Please reproduce the items starting at the line that contains "of the distant" and ending at the end of the items, with the requests unchanged and every point coordinate in the answers multiplied by 1.35 and rounded to a whole number, halves rounded up. Give only those lines.

_Supplied records_
---

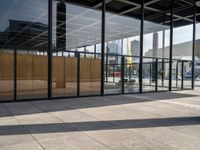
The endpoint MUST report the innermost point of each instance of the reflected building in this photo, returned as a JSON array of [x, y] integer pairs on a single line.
[[25, 35]]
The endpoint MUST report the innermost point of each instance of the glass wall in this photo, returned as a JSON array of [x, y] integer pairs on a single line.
[[24, 28], [76, 33], [76, 48], [6, 74], [182, 49], [156, 47], [197, 57], [122, 38]]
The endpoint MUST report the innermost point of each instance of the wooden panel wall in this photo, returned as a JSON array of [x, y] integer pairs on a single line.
[[32, 71]]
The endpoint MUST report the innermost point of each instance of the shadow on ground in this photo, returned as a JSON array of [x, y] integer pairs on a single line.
[[25, 108], [97, 125]]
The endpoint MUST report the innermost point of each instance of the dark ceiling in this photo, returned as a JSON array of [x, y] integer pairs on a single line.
[[155, 10]]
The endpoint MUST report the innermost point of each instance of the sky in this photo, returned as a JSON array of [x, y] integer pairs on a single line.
[[36, 10]]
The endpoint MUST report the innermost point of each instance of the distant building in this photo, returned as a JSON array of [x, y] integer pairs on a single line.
[[180, 51]]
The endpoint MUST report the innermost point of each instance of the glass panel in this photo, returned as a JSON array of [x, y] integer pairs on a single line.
[[149, 74], [131, 74], [32, 73], [163, 71], [64, 75], [6, 74], [90, 75], [187, 75], [156, 45], [24, 28], [122, 37], [76, 29], [176, 75], [182, 43], [113, 82]]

---

_Solution for this task_
The endpoint MUST report the innermost point of each instance of the distant building in this photo, returned as a JSON array of [x, y] integer pairs on a single line.
[[243, 69]]
The endpoint MUST report the innermost point of each instance of the glass panel in this photo, returned as a JSON array of [x, y] integer pairs on a single line.
[[201, 100], [177, 100], [43, 99], [220, 96], [86, 101], [8, 100], [122, 101], [252, 101], [211, 61], [32, 38], [165, 50], [103, 39], [238, 101], [246, 58], [153, 111]]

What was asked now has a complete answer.